-- BEGIN Data section --

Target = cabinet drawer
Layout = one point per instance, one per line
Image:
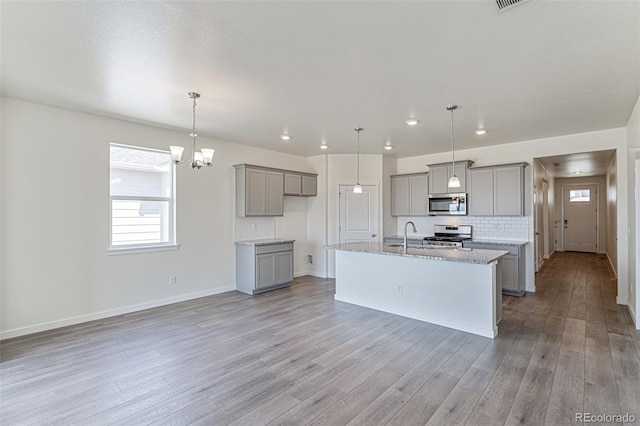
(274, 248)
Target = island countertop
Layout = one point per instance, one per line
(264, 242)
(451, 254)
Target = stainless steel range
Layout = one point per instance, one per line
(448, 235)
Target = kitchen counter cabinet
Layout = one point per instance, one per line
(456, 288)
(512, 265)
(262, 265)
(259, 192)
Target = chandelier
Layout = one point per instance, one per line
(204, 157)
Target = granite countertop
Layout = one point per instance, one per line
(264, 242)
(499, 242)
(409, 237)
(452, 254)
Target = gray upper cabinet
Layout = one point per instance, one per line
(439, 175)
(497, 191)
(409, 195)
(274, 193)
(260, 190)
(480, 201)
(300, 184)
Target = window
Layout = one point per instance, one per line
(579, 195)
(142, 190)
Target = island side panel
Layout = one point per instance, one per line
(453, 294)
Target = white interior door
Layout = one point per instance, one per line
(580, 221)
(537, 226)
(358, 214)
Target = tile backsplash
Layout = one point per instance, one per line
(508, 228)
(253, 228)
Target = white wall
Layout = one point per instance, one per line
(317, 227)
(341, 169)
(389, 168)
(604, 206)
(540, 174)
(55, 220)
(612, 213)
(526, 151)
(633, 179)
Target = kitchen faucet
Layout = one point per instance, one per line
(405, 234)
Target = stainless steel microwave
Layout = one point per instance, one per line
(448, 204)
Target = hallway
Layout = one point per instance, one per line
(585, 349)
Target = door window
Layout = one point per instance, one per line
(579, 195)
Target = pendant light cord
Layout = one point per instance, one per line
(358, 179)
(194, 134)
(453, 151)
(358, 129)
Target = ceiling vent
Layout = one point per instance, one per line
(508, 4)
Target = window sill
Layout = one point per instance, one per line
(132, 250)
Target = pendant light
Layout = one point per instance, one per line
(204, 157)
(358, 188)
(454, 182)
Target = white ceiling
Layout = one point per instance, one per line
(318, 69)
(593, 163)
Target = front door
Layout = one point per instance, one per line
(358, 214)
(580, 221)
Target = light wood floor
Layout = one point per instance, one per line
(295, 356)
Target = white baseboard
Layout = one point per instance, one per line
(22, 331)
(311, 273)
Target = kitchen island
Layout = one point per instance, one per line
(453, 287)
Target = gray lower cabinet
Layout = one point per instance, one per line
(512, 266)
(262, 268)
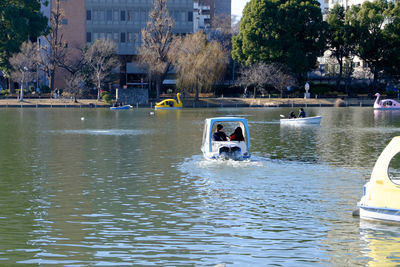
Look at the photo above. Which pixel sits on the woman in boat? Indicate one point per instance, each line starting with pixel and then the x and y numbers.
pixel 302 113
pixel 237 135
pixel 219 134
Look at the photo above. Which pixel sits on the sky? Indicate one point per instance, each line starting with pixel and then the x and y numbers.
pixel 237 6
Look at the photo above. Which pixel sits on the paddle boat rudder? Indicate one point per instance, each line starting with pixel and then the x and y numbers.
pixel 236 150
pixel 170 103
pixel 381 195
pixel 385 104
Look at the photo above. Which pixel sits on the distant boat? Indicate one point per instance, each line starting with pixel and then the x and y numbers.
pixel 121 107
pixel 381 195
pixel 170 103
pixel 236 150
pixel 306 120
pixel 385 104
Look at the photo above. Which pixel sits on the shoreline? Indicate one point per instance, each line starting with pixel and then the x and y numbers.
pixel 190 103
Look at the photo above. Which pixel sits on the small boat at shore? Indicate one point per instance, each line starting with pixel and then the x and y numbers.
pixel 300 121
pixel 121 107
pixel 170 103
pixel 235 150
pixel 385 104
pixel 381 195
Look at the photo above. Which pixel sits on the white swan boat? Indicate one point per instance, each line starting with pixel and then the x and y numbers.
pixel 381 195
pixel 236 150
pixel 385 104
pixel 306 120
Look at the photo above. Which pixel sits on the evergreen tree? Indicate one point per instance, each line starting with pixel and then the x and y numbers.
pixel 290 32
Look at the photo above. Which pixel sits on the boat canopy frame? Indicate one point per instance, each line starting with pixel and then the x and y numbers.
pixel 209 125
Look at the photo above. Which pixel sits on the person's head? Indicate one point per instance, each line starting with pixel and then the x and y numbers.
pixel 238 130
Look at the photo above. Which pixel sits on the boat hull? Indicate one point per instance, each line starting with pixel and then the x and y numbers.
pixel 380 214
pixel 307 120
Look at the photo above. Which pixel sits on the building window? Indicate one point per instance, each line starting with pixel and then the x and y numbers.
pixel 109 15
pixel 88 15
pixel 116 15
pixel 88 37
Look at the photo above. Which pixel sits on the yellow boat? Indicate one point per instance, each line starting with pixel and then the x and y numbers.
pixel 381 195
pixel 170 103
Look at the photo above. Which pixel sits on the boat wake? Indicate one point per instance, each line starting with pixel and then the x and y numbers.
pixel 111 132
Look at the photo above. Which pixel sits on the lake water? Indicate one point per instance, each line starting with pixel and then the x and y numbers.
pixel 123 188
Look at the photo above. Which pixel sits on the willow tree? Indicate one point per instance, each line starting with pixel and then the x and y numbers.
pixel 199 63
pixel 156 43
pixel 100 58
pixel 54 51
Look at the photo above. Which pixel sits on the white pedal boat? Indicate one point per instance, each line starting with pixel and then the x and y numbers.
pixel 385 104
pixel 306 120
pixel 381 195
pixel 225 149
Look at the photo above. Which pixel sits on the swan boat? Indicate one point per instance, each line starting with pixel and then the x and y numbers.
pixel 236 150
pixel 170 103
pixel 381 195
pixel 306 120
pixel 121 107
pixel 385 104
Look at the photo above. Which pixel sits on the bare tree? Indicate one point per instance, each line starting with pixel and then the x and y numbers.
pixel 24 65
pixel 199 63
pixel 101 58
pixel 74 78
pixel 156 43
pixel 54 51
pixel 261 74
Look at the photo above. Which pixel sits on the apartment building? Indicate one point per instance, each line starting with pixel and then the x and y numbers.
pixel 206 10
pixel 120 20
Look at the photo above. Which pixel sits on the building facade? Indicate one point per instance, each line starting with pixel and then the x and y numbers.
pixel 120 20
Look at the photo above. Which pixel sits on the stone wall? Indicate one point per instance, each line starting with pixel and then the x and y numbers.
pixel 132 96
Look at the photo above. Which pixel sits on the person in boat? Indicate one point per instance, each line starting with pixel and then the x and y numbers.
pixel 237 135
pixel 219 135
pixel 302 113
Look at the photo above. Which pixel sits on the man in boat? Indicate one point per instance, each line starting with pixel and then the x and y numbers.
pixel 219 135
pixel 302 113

-- END Data section --
-- BEGIN Data section --

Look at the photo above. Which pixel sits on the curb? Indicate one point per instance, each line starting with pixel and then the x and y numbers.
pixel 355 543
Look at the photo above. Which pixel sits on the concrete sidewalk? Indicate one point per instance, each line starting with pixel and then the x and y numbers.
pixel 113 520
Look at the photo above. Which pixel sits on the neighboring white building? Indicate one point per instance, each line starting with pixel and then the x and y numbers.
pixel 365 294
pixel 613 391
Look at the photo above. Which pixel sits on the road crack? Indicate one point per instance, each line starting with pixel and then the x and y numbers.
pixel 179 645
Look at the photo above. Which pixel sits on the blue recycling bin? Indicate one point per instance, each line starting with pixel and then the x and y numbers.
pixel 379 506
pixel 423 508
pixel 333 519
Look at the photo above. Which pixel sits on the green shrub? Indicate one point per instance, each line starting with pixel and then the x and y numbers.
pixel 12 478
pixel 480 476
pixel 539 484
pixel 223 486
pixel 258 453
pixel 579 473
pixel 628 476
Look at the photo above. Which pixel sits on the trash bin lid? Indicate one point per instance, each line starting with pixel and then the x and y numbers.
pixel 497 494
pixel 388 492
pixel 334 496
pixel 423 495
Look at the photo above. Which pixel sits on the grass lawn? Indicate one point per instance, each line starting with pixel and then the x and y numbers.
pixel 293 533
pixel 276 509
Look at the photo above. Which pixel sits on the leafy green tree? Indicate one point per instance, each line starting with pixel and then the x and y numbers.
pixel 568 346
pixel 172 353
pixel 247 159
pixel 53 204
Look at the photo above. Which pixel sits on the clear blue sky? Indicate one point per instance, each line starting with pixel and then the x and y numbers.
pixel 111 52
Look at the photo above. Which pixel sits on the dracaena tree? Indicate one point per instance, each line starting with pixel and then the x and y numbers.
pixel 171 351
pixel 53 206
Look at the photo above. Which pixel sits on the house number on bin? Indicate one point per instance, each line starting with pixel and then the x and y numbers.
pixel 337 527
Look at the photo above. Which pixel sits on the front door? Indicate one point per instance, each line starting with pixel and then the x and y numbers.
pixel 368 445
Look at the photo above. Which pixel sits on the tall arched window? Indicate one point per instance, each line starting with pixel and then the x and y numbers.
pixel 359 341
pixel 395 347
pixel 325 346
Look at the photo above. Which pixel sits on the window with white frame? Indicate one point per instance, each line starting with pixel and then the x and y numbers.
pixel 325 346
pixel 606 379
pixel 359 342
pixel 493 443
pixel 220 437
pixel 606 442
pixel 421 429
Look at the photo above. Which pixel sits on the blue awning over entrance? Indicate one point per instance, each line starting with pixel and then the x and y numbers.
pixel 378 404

-- END Data section --
-- BEGIN Data section --

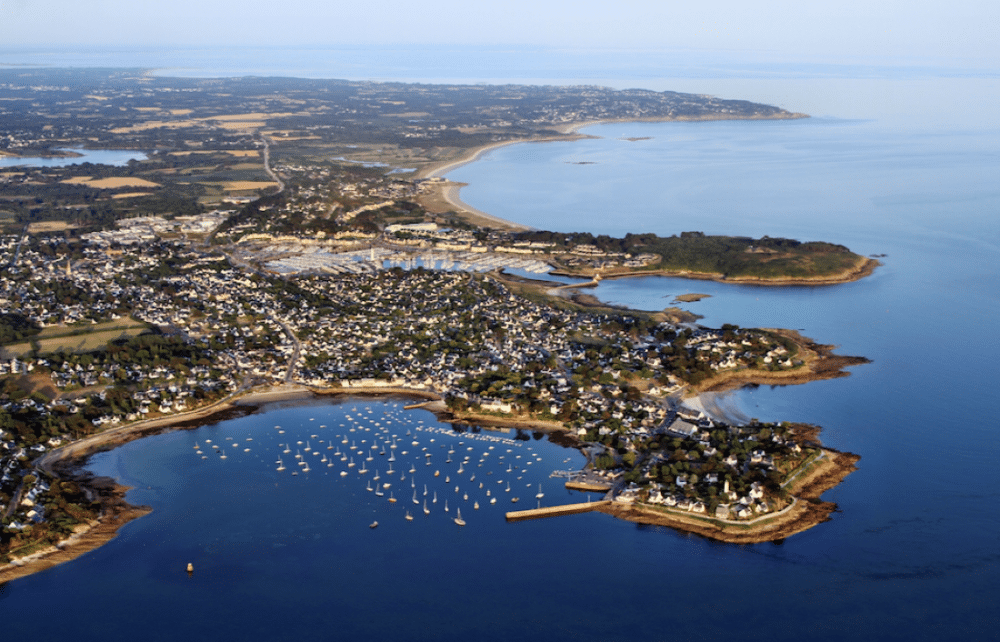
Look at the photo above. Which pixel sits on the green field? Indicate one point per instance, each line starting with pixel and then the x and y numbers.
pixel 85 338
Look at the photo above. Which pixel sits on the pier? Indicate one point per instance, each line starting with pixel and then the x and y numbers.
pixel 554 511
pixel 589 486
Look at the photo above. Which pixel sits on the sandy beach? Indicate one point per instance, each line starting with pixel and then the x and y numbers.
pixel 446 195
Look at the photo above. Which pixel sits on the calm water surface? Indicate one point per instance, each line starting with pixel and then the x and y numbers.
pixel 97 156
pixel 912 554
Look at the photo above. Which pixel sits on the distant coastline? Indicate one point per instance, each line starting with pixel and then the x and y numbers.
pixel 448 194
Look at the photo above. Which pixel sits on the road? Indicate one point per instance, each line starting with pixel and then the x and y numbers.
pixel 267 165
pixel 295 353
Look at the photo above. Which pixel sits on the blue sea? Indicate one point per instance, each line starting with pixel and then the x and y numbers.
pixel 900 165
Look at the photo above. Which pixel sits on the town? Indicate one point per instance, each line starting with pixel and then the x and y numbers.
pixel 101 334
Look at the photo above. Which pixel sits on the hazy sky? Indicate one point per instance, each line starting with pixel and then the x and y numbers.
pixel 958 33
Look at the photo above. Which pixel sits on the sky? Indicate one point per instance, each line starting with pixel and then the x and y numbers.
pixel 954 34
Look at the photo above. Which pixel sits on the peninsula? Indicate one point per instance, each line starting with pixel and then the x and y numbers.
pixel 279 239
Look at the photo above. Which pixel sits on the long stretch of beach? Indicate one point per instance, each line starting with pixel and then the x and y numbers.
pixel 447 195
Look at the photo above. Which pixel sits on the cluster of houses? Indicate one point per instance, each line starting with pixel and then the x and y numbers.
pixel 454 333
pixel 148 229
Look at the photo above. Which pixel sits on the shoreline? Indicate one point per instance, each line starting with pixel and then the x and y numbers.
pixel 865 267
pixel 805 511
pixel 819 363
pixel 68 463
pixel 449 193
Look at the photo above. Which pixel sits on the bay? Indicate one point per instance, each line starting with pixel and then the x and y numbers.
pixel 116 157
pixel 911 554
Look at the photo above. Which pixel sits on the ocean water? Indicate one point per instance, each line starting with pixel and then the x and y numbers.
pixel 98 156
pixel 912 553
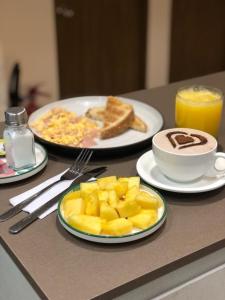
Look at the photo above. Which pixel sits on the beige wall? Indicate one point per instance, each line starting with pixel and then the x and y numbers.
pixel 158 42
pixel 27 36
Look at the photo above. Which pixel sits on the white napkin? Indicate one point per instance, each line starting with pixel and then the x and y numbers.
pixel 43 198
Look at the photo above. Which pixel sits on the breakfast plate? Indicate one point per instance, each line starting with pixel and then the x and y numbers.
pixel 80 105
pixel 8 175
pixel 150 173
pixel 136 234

-- END Data section --

*What you are asked to do:* Convert the part that opens with the line containing "Look at the photo above. Which pixel sits on the dracaena" and closes with the line containing "pixel 337 527", both ends included, into a Markdown table with the columns No. and Line. Number each line in order, put one line per table row, leave out blank lines, and include nothing outside that span.

*Written reply:*
| No. | Line |
|---|---|
| 1 | Look at the photo above. Which pixel sits on the dracaena tree? Indicate one point per instance, each line starting with pixel and then the x and y numbers. |
| 2 | pixel 171 351 |
| 3 | pixel 53 206 |
| 4 | Look at the photo above. Which pixel sits on the house number on bin? Indicate one point per instance, each line starting with pixel and then the x and y numbers. |
| 5 | pixel 337 527 |